EXERCISE PASSAGE:
He wasn’t alone. Gianna Caruso, from coastal New Hampshire, started her business making adjustable chokers in 2015, when she had to take medical leave from her college studies. She chose Etsy because it’s based in Brooklyn — not far from where she grew up, in Hudson, New York — and recognized its importance in the maker community. “I was a crafter, and I wanted to join a community of crafters,” she says.
Her business, Raven Beads and Designs, took off. Within a year of opening on Etsy, the now 25-year-old had built a decent presence on and off the platform. She had 5,000 followers on Twitter, and her grab bags routinely sold out. Caruso was able to fund her college education. She signed up for Pattern by Etsy, which helps sellers launch standalone websites outside the main Etsy.com marketplace, and kept growing her business.

EXERCISE DIRECTIONS:
In the passage about Gianna Caruso's business, why did she choose Etsy?

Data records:

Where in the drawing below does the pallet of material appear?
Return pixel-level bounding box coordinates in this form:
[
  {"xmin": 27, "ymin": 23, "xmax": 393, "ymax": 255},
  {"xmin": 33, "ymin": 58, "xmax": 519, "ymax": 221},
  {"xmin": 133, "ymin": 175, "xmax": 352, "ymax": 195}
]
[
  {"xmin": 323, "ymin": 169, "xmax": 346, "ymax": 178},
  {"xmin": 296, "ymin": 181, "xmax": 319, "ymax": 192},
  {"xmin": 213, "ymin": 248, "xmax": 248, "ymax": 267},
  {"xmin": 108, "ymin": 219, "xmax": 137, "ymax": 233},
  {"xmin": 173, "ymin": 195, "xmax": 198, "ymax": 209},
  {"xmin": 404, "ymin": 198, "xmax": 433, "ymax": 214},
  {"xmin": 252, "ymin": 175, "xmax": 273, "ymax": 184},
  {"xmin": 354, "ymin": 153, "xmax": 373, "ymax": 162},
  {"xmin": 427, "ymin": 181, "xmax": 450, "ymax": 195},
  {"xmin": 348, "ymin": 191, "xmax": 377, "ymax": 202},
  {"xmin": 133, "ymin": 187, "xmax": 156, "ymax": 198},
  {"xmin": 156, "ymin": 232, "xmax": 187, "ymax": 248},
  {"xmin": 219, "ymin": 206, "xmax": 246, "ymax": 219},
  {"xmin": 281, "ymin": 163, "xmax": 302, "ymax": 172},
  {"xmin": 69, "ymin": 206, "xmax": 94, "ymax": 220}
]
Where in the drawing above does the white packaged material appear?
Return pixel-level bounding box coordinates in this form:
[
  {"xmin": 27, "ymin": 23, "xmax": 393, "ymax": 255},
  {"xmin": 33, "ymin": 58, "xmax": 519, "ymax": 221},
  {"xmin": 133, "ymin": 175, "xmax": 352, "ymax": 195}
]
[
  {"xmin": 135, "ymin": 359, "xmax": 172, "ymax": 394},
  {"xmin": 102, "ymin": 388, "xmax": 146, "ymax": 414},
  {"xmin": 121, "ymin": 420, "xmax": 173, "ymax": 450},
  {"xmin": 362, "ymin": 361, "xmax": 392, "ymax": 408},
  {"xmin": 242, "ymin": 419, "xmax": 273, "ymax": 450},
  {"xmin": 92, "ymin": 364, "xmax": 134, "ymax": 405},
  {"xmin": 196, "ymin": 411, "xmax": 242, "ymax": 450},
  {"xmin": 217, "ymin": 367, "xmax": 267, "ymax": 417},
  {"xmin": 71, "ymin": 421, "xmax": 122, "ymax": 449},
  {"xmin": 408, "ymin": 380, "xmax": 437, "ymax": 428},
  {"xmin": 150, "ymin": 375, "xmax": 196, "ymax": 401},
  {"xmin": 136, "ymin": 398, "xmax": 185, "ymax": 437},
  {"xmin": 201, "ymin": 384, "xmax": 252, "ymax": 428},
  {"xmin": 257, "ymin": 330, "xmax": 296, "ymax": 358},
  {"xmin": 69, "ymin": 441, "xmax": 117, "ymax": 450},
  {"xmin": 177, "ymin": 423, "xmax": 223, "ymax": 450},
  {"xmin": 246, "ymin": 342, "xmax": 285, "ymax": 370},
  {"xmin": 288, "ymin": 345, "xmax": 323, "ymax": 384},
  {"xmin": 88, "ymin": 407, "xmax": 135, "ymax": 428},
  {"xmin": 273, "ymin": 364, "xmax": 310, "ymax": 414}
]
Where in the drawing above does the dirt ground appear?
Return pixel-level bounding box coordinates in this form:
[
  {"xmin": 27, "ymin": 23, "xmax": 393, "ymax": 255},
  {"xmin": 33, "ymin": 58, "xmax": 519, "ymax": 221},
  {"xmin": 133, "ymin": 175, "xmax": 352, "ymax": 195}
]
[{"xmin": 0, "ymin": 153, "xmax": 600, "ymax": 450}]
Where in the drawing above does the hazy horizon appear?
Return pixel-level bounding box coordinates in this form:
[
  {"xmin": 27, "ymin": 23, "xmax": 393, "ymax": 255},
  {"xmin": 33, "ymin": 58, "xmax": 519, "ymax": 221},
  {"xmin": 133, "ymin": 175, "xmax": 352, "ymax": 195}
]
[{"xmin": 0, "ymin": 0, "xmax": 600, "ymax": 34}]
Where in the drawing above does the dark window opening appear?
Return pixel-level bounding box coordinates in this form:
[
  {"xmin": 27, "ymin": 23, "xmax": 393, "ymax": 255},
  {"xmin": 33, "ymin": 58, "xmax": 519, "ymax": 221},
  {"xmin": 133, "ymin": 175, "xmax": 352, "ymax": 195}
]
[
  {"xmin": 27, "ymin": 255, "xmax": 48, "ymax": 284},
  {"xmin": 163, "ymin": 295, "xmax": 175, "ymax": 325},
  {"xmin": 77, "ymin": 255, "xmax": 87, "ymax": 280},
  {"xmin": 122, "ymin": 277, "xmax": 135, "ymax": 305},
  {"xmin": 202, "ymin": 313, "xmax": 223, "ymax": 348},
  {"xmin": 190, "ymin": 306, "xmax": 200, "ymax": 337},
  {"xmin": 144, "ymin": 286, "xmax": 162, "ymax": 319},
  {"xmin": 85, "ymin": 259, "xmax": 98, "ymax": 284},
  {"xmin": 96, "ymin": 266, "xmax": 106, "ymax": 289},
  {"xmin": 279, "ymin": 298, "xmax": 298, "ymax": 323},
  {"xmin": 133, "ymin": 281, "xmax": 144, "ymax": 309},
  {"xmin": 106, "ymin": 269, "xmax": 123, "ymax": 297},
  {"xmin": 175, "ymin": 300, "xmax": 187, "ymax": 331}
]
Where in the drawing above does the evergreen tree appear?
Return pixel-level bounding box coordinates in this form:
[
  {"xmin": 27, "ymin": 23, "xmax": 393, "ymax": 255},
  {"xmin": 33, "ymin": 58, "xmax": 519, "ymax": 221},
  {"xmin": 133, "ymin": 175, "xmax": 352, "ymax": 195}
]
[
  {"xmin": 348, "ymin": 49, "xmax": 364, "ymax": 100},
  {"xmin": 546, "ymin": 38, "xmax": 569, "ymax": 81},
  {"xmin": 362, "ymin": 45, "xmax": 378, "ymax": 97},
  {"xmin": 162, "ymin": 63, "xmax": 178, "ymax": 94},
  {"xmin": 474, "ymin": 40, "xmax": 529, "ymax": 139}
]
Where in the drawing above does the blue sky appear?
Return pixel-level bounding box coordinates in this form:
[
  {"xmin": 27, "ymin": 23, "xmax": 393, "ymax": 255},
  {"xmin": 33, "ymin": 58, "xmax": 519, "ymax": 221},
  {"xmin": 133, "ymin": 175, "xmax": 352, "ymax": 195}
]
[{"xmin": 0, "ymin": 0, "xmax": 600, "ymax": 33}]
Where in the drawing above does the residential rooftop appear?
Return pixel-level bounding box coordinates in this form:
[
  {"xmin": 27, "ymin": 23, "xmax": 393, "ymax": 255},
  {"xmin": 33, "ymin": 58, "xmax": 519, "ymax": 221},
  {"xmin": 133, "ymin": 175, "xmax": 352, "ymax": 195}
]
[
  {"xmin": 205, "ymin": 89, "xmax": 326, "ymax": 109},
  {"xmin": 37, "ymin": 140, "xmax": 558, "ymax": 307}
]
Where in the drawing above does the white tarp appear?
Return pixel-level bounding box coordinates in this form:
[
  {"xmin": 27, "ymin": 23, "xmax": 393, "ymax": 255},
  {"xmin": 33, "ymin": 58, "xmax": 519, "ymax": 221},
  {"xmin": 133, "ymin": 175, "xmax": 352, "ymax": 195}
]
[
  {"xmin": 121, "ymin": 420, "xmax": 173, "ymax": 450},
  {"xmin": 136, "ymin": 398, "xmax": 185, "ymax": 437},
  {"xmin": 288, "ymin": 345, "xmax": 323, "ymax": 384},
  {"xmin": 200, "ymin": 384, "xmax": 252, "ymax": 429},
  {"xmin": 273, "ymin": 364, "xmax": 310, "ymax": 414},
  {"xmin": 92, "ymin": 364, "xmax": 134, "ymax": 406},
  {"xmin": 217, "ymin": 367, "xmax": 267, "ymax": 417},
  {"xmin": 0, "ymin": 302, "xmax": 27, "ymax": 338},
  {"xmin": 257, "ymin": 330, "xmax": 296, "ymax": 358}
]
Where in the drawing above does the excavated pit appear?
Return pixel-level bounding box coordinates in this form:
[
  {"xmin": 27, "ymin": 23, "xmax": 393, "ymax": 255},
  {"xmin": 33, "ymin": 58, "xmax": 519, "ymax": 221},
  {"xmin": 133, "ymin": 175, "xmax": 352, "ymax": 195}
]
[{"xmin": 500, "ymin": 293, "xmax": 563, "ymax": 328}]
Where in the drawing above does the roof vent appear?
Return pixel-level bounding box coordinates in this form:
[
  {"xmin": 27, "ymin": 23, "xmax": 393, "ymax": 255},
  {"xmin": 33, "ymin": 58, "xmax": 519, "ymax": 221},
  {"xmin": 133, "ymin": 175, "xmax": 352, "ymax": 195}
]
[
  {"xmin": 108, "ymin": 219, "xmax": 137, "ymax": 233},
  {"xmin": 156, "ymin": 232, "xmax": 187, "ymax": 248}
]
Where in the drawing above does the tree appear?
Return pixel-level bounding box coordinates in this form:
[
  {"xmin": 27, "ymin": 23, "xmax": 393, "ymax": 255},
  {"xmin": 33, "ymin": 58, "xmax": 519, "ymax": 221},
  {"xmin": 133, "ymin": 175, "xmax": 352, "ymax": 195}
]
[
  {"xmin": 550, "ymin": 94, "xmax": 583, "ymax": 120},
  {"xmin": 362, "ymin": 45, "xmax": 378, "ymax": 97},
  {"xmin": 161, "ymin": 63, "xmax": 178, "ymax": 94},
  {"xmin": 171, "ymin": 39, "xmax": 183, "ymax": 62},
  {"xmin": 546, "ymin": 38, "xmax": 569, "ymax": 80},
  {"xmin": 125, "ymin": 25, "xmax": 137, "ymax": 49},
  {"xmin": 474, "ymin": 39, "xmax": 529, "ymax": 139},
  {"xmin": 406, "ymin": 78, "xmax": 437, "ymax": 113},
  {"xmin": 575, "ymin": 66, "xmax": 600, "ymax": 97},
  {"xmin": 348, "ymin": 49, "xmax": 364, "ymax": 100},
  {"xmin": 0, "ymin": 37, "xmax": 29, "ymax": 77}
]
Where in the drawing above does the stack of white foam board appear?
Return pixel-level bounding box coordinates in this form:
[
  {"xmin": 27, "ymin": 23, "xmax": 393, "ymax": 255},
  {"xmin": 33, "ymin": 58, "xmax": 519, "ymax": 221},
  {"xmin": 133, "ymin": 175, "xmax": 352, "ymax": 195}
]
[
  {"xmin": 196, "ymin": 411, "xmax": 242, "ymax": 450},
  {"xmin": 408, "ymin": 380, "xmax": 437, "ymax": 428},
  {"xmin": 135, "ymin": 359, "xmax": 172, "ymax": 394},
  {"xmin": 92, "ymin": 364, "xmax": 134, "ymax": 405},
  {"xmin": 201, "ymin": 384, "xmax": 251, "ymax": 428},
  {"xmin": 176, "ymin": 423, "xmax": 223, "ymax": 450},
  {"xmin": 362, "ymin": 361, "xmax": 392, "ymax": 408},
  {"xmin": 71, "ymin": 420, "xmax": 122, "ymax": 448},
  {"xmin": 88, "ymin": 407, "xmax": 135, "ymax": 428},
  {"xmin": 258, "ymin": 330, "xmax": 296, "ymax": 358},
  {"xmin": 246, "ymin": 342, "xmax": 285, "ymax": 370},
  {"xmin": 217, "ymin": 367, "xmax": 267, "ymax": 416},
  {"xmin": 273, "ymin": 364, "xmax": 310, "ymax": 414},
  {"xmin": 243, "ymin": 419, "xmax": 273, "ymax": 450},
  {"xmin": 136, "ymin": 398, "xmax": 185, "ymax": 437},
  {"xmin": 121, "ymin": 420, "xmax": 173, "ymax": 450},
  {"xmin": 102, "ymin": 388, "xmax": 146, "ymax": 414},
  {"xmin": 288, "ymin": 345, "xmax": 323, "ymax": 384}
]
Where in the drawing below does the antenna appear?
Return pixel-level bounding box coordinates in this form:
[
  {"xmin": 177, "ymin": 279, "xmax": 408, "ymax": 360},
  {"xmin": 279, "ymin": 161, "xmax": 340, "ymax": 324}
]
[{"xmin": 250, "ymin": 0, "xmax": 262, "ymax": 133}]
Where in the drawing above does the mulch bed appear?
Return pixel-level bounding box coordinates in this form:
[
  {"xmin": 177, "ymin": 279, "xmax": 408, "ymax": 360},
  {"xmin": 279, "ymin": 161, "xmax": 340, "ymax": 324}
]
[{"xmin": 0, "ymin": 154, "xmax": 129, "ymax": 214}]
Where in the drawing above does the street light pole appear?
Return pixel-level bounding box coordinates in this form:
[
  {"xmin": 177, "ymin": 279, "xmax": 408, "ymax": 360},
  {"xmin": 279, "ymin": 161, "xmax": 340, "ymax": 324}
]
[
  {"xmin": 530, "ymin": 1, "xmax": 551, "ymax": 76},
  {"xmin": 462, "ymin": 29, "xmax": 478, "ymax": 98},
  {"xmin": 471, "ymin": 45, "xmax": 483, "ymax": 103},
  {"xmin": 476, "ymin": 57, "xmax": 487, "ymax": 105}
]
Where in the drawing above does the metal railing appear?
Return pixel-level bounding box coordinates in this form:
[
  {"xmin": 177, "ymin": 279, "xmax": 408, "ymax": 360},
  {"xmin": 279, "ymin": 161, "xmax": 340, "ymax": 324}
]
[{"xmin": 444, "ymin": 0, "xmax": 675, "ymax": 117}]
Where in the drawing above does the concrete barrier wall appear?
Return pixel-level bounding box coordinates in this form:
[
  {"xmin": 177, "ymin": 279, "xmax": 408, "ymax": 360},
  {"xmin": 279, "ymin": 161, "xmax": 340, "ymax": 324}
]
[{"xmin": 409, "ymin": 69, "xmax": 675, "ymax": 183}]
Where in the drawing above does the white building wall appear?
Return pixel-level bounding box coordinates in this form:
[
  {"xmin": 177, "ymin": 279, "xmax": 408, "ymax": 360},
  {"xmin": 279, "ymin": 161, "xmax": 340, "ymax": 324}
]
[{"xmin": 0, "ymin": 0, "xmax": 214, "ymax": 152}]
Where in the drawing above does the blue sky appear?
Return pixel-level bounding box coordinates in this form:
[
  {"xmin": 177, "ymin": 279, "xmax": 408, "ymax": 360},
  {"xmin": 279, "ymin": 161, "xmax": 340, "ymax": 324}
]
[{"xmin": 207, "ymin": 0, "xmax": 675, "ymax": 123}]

YOUR RESPONSE:
She chose Etsy because it's based in Brooklyn, not far from where she grew up in Hudson, New York, and she recognized its importance in the maker community.